DEINE AUFGABE => Gib die Zeilen von der Zeile mit „class: tall apartment“ bis zur Zeile mit „462,179 -> 473,193“ unverändert aus. Beide Zeilen gehören dazu.

AUSGANGSZEILEN =>
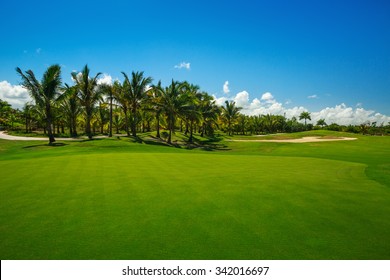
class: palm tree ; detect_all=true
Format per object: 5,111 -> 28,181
182,83 -> 202,143
100,81 -> 121,137
148,81 -> 163,138
200,93 -> 221,137
60,84 -> 82,137
222,100 -> 242,135
317,119 -> 326,128
72,65 -> 102,139
122,71 -> 152,137
299,112 -> 311,127
158,80 -> 185,144
113,81 -> 130,136
16,64 -> 61,145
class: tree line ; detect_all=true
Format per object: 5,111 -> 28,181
0,65 -> 389,144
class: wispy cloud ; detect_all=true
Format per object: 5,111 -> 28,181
97,74 -> 113,85
223,81 -> 230,94
175,61 -> 191,70
0,81 -> 31,109
214,90 -> 390,125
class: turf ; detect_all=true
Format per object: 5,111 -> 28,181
0,132 -> 390,259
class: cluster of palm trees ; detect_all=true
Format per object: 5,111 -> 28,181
16,65 -> 225,144
16,65 -> 318,144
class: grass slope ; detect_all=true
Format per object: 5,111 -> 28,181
0,132 -> 390,259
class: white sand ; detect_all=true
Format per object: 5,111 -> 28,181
231,136 -> 357,143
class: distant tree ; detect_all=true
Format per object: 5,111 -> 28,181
122,72 -> 152,137
299,112 -> 311,127
16,64 -> 61,145
72,65 -> 102,139
317,119 -> 326,128
60,84 -> 82,137
222,100 -> 241,135
156,80 -> 185,144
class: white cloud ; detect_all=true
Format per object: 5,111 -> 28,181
223,81 -> 230,94
261,92 -> 275,103
213,95 -> 228,106
97,74 -> 113,85
233,90 -> 249,108
0,81 -> 31,109
214,91 -> 390,125
311,103 -> 390,125
175,61 -> 191,70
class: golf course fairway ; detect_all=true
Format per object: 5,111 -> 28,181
0,132 -> 390,260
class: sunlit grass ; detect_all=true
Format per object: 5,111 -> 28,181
0,132 -> 390,259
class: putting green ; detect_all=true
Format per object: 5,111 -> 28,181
0,144 -> 390,259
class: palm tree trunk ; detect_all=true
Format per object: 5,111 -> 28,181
189,120 -> 194,143
123,108 -> 130,136
46,107 -> 56,145
131,108 -> 137,137
85,113 -> 92,140
156,113 -> 160,138
108,93 -> 112,137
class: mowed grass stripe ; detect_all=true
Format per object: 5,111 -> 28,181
0,153 -> 390,259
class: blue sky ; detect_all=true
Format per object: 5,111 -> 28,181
0,0 -> 390,121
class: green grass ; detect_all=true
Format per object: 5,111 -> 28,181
0,131 -> 390,259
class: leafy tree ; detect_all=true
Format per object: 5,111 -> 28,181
200,93 -> 221,137
0,99 -> 12,129
60,84 -> 82,137
299,112 -> 311,127
157,80 -> 186,144
317,119 -> 326,128
16,64 -> 61,144
122,71 -> 152,137
222,100 -> 242,135
72,65 -> 102,139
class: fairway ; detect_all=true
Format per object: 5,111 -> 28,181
0,132 -> 390,259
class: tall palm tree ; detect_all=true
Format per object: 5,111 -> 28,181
317,119 -> 326,128
122,71 -> 152,137
60,84 -> 82,137
148,81 -> 163,138
200,93 -> 221,137
182,83 -> 202,143
100,81 -> 121,137
16,64 -> 61,145
155,80 -> 185,144
72,65 -> 102,139
299,112 -> 311,128
113,81 -> 130,136
222,100 -> 242,135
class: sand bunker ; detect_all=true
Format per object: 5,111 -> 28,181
231,136 -> 357,143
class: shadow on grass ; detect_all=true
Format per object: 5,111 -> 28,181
181,135 -> 230,152
23,143 -> 69,149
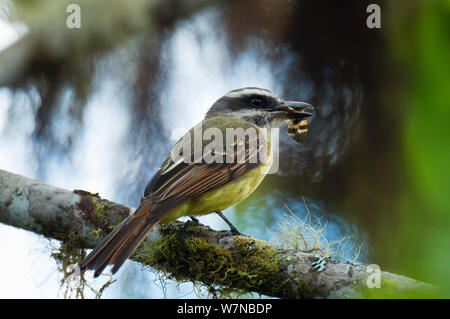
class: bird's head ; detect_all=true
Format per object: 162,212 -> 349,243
206,87 -> 313,128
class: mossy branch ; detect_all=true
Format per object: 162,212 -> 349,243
0,170 -> 436,298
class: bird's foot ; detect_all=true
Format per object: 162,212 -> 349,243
189,216 -> 200,225
312,254 -> 328,272
183,216 -> 200,229
216,210 -> 249,237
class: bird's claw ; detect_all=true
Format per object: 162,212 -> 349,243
312,255 -> 328,272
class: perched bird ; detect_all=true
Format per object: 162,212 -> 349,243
77,87 -> 313,277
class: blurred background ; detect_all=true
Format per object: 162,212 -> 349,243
0,0 -> 450,298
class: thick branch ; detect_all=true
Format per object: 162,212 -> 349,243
0,0 -> 218,86
0,170 -> 435,298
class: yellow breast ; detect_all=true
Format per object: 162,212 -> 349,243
161,139 -> 272,223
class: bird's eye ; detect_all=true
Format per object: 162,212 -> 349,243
250,97 -> 262,106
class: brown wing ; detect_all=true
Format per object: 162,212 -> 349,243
142,122 -> 266,218
79,119 -> 266,277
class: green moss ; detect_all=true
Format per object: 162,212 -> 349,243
133,227 -> 294,295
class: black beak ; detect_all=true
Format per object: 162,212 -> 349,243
273,101 -> 314,119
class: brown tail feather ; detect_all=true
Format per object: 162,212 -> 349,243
79,200 -> 159,277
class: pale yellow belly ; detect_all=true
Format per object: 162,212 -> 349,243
161,163 -> 271,223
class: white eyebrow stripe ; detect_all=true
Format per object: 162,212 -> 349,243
225,89 -> 276,98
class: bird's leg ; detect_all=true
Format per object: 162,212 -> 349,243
312,253 -> 329,272
216,210 -> 247,236
189,216 -> 200,225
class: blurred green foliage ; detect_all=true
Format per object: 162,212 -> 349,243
391,0 -> 450,297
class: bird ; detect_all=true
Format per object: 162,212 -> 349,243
72,87 -> 313,278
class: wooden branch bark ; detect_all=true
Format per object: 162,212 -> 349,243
0,0 -> 218,86
0,170 -> 436,298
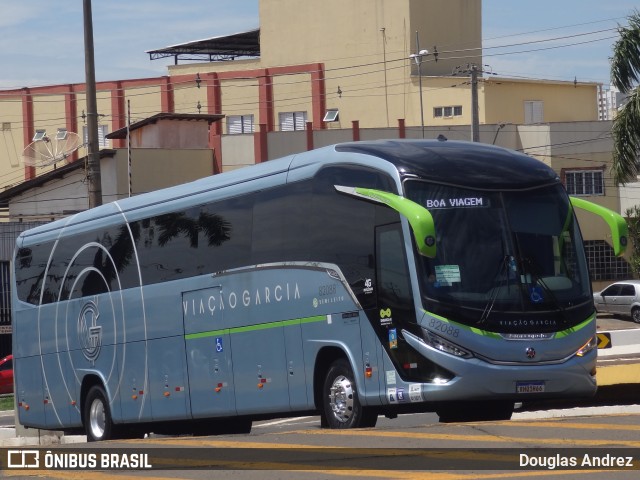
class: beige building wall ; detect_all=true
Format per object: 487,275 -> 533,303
0,102 -> 24,173
101,148 -> 213,202
480,78 -> 598,124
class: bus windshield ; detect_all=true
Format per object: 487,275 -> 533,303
405,180 -> 593,332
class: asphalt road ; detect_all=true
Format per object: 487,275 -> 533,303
5,407 -> 640,480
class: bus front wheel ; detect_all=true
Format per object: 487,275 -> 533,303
321,359 -> 378,429
84,385 -> 114,442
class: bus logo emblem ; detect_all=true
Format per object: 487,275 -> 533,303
78,301 -> 102,365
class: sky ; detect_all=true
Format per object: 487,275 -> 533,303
0,0 -> 640,89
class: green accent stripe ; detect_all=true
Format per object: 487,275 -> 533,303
184,315 -> 327,340
555,313 -> 596,338
423,310 -> 596,339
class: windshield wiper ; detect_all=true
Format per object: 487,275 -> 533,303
478,255 -> 515,324
520,257 -> 569,323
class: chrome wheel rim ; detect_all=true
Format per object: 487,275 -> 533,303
329,375 -> 354,423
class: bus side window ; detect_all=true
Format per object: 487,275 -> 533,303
376,223 -> 413,310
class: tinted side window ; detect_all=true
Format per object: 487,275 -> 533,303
620,285 -> 636,297
16,225 -> 137,304
135,196 -> 253,284
600,285 -> 620,297
252,181 -> 312,264
308,166 -> 397,308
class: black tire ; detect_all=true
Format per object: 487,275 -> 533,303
320,359 -> 378,429
436,400 -> 514,423
83,385 -> 115,442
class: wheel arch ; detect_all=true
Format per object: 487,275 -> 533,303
313,345 -> 355,410
80,373 -> 109,427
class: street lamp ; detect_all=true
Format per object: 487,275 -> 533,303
409,32 -> 429,138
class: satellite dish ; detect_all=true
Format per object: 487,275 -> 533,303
22,128 -> 82,167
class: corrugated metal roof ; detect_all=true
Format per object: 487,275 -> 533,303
146,28 -> 260,65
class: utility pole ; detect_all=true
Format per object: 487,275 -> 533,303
409,30 -> 429,138
471,64 -> 480,142
453,63 -> 493,142
83,0 -> 102,208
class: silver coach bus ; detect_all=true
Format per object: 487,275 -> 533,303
12,140 -> 626,441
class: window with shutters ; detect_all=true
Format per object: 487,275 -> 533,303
82,125 -> 109,148
524,100 -> 544,125
564,170 -> 604,195
227,115 -> 253,135
433,105 -> 462,118
278,112 -> 307,132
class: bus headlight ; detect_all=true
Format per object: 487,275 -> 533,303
423,329 -> 473,358
576,335 -> 598,357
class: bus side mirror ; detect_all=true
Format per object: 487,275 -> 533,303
334,185 -> 436,258
569,197 -> 628,257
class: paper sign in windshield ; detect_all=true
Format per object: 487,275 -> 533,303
435,265 -> 460,287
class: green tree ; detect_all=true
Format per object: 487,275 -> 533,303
611,10 -> 640,185
625,205 -> 640,278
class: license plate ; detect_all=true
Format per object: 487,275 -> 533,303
516,382 -> 544,393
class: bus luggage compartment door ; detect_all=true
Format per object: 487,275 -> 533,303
182,287 -> 235,418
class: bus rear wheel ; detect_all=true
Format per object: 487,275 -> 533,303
84,385 -> 115,442
321,359 -> 378,429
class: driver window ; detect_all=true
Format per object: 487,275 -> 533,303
376,223 -> 412,308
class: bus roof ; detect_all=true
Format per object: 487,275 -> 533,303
17,139 -> 559,242
335,140 -> 560,190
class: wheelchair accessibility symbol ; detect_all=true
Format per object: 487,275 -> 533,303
529,287 -> 544,303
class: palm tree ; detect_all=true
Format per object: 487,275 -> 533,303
611,10 -> 640,185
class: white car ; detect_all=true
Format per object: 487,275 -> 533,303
593,280 -> 640,323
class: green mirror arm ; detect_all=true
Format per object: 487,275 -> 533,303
569,197 -> 628,256
335,185 -> 436,258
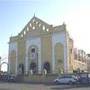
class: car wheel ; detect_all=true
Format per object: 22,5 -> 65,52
69,81 -> 73,85
55,81 -> 59,84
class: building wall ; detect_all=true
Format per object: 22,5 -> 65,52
41,34 -> 52,71
9,42 -> 18,74
52,32 -> 68,73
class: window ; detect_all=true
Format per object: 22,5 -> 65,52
32,26 -> 35,30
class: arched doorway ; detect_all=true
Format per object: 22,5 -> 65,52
0,62 -> 8,72
54,43 -> 64,73
28,45 -> 38,74
30,62 -> 37,74
10,50 -> 16,74
43,62 -> 50,73
18,64 -> 24,75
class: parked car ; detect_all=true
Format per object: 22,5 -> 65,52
77,73 -> 90,84
54,75 -> 78,84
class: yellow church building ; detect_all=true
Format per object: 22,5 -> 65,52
8,16 -> 73,74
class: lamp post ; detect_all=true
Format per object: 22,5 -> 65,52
0,56 -> 2,71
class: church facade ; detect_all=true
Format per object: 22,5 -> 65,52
8,16 -> 73,74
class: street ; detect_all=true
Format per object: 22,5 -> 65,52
0,82 -> 90,90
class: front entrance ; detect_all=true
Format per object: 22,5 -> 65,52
28,45 -> 38,74
43,62 -> 50,73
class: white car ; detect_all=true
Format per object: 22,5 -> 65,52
54,76 -> 78,84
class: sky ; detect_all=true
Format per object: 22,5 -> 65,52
0,0 -> 90,68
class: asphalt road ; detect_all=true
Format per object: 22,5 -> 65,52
0,83 -> 90,90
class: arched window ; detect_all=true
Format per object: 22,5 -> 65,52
43,62 -> 50,73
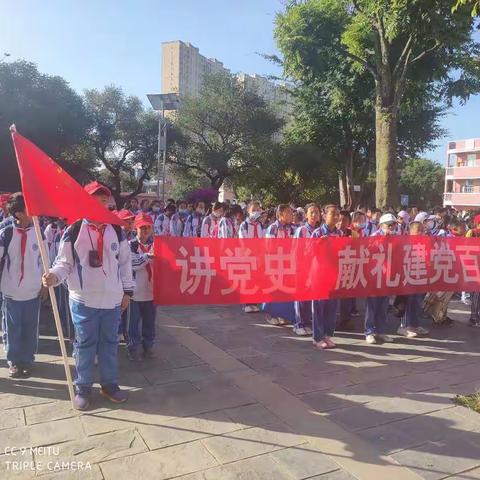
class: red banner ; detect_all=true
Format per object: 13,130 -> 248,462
154,236 -> 480,305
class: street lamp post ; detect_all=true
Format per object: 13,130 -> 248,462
147,93 -> 180,202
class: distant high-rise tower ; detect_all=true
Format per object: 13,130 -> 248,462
162,40 -> 229,97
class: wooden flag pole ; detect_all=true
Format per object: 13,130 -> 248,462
32,217 -> 75,408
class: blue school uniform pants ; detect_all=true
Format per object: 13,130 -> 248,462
293,300 -> 312,328
365,297 -> 388,335
70,300 -> 121,394
2,297 -> 40,366
312,300 -> 338,342
128,300 -> 155,350
401,293 -> 425,328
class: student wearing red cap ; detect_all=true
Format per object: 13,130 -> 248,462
465,215 -> 480,327
116,208 -> 135,241
0,193 -> 47,378
128,213 -> 156,362
43,182 -> 135,410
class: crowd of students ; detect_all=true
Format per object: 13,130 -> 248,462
0,188 -> 480,410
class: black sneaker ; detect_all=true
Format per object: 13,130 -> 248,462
74,393 -> 90,411
8,364 -> 22,378
100,385 -> 128,403
21,363 -> 33,378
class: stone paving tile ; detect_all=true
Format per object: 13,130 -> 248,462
144,365 -> 215,385
269,443 -> 340,480
0,452 -> 36,480
24,401 -> 78,425
100,441 -> 218,480
138,411 -> 242,450
393,434 -> 480,480
172,455 -> 295,480
202,424 -> 305,464
0,418 -> 84,454
34,429 -> 148,465
225,403 -> 281,427
0,408 -> 25,430
35,464 -> 103,480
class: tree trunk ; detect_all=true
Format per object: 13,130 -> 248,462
338,171 -> 347,208
375,104 -> 399,208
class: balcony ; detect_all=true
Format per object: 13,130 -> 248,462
443,191 -> 480,207
445,166 -> 480,180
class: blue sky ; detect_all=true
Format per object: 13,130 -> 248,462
0,0 -> 480,163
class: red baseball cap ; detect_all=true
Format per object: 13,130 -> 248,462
115,209 -> 135,220
83,181 -> 112,197
133,213 -> 153,228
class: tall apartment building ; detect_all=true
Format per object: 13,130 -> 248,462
443,138 -> 480,210
162,40 -> 293,119
162,40 -> 229,97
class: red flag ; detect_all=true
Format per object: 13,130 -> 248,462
10,127 -> 123,225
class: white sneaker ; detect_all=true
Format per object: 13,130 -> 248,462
377,333 -> 395,343
267,315 -> 280,327
397,327 -> 418,338
416,327 -> 430,335
293,327 -> 308,337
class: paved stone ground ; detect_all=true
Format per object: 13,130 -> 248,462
0,302 -> 480,480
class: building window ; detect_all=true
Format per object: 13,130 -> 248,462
462,179 -> 473,193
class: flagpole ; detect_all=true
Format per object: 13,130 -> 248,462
32,217 -> 75,408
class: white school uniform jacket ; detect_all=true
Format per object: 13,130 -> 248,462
50,220 -> 135,309
130,238 -> 153,302
153,213 -> 174,237
183,212 -> 203,237
200,214 -> 220,238
0,224 -> 46,301
265,220 -> 293,238
238,218 -> 265,238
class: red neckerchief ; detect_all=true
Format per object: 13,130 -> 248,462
17,227 -> 27,286
138,244 -> 152,282
88,223 -> 107,265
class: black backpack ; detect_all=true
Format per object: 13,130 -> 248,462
70,220 -> 124,262
0,225 -> 13,279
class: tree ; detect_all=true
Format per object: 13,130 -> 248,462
0,61 -> 91,191
399,158 -> 445,208
83,86 -> 158,207
452,0 -> 480,17
169,73 -> 282,191
275,0 -> 480,205
232,144 -> 337,205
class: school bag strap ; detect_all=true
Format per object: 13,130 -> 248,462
70,220 -> 126,263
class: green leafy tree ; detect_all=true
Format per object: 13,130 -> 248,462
399,158 -> 445,208
275,0 -> 480,205
0,61 -> 92,191
83,86 -> 158,207
452,0 -> 480,17
168,73 -> 282,191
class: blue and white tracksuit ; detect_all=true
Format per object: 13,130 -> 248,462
51,220 -> 135,395
312,223 -> 343,342
0,224 -> 46,366
153,213 -> 177,237
365,229 -> 389,335
183,212 -> 203,237
128,238 -> 155,351
293,222 -> 316,329
238,218 -> 265,238
200,213 -> 221,238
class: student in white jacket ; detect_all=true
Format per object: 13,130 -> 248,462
0,193 -> 46,378
44,182 -> 135,410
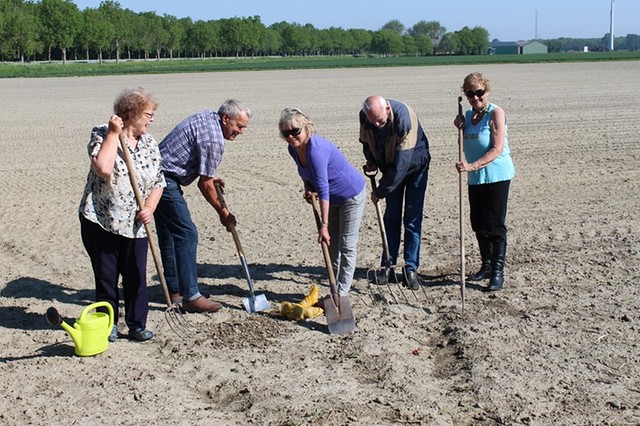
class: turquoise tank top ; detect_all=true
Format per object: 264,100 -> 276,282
463,104 -> 516,185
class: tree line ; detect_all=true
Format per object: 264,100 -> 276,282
0,0 -> 636,63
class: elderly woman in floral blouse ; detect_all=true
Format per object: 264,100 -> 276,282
79,87 -> 166,342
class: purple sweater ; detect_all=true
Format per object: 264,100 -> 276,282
288,133 -> 365,205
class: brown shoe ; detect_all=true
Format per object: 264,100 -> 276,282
182,296 -> 222,313
169,290 -> 211,305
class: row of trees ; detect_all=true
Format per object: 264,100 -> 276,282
0,0 -> 489,63
0,0 -> 640,63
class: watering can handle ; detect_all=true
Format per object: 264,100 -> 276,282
78,301 -> 113,335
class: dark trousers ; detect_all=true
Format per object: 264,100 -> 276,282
469,180 -> 511,244
80,217 -> 149,330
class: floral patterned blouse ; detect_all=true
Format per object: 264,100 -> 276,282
79,124 -> 167,238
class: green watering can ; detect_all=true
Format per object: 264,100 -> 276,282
46,302 -> 113,356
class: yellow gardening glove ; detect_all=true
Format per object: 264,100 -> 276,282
280,285 -> 324,321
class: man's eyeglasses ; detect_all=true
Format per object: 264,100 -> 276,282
280,127 -> 302,138
464,89 -> 486,98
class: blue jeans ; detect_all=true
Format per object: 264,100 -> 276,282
154,176 -> 201,301
329,187 -> 367,296
382,165 -> 429,271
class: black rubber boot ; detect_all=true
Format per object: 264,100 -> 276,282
487,243 -> 507,291
468,238 -> 491,281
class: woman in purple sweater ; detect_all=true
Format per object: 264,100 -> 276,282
279,108 -> 366,296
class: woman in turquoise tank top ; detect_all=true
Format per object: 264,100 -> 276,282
454,73 -> 515,291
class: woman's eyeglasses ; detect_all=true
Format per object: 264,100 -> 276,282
464,89 -> 486,98
280,127 -> 302,138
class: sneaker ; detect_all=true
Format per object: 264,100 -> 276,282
404,270 -> 420,291
129,328 -> 154,342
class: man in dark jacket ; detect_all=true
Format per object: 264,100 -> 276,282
360,95 -> 431,290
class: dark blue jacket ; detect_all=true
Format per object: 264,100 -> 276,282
360,99 -> 431,198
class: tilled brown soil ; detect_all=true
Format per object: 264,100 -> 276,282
0,62 -> 640,425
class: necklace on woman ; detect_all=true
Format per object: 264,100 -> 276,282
472,103 -> 490,124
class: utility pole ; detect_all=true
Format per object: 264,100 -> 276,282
609,0 -> 615,52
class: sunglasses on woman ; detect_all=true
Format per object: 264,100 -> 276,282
464,89 -> 486,98
280,127 -> 302,138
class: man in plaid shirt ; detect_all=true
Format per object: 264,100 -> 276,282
154,99 -> 252,312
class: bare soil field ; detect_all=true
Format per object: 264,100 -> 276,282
0,62 -> 640,425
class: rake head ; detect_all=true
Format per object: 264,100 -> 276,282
164,303 -> 197,340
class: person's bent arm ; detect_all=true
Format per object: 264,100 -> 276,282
198,176 -> 236,232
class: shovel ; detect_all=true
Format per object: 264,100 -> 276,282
215,182 -> 271,314
311,194 -> 356,334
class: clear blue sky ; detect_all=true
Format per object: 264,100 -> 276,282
74,0 -> 640,41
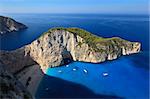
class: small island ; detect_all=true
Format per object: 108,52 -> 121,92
0,28 -> 141,72
0,28 -> 141,98
0,16 -> 27,35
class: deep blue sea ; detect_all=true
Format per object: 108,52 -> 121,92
0,14 -> 149,99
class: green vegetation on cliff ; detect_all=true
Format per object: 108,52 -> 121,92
43,27 -> 130,52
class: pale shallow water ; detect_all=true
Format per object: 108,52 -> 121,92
0,14 -> 149,99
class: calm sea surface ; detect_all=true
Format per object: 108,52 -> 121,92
0,14 -> 149,99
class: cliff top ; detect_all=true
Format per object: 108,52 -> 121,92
42,27 -> 132,52
0,16 -> 27,34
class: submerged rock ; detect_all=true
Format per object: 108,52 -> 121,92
0,16 -> 27,34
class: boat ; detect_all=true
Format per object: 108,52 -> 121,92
45,88 -> 48,90
103,72 -> 108,77
58,70 -> 62,73
66,65 -> 69,67
83,69 -> 88,73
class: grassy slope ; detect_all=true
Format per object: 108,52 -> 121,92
40,27 -> 127,52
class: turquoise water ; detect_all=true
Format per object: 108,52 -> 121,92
0,14 -> 149,99
47,55 -> 149,99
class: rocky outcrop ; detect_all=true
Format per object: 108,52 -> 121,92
0,16 -> 27,34
0,63 -> 32,99
0,47 -> 37,74
0,28 -> 141,98
0,28 -> 141,72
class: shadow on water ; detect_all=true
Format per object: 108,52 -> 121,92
35,74 -> 120,99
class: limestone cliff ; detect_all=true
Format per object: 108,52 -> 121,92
26,28 -> 141,70
0,63 -> 32,99
0,28 -> 141,97
0,16 -> 27,34
0,28 -> 141,73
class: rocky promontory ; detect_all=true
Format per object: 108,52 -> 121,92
0,16 -> 27,34
0,28 -> 141,99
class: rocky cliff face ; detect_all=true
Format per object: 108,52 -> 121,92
0,28 -> 141,98
0,63 -> 32,99
0,16 -> 27,34
26,28 -> 141,70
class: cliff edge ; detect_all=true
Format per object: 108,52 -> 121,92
0,16 -> 27,34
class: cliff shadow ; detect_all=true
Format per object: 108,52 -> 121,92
35,74 -> 120,99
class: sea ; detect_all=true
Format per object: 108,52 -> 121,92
0,14 -> 149,99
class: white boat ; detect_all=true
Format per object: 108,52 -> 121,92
66,65 -> 69,67
58,70 -> 62,73
103,72 -> 108,76
83,69 -> 88,73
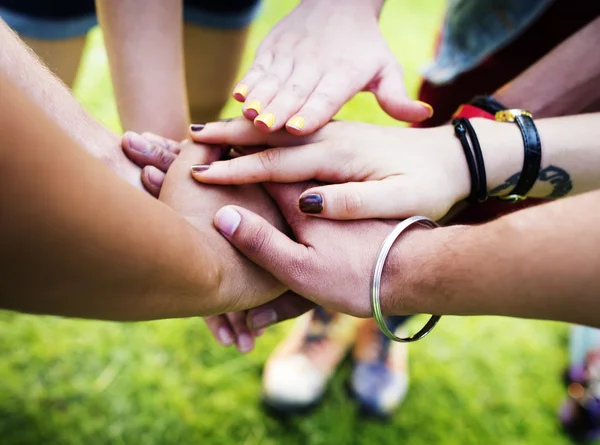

ERGEBNIS =>
class: tall apartment building ; detect_all=true
Format per object: 13,130 -> 248,462
443,138 -> 480,210
162,40 -> 293,119
162,40 -> 229,97
class: red flag ; detect_all=true
Format per object: 13,130 -> 248,462
10,127 -> 123,225
class: white sneaker ; detect_all=true
Format per object: 13,130 -> 248,462
377,333 -> 395,343
267,315 -> 280,327
397,327 -> 418,338
416,327 -> 430,335
293,327 -> 308,337
class: paved stone ground ; detect_all=true
Format per object: 13,130 -> 248,462
0,302 -> 480,480
class: building window ; detect_all=true
Format per object: 13,130 -> 248,462
462,179 -> 473,193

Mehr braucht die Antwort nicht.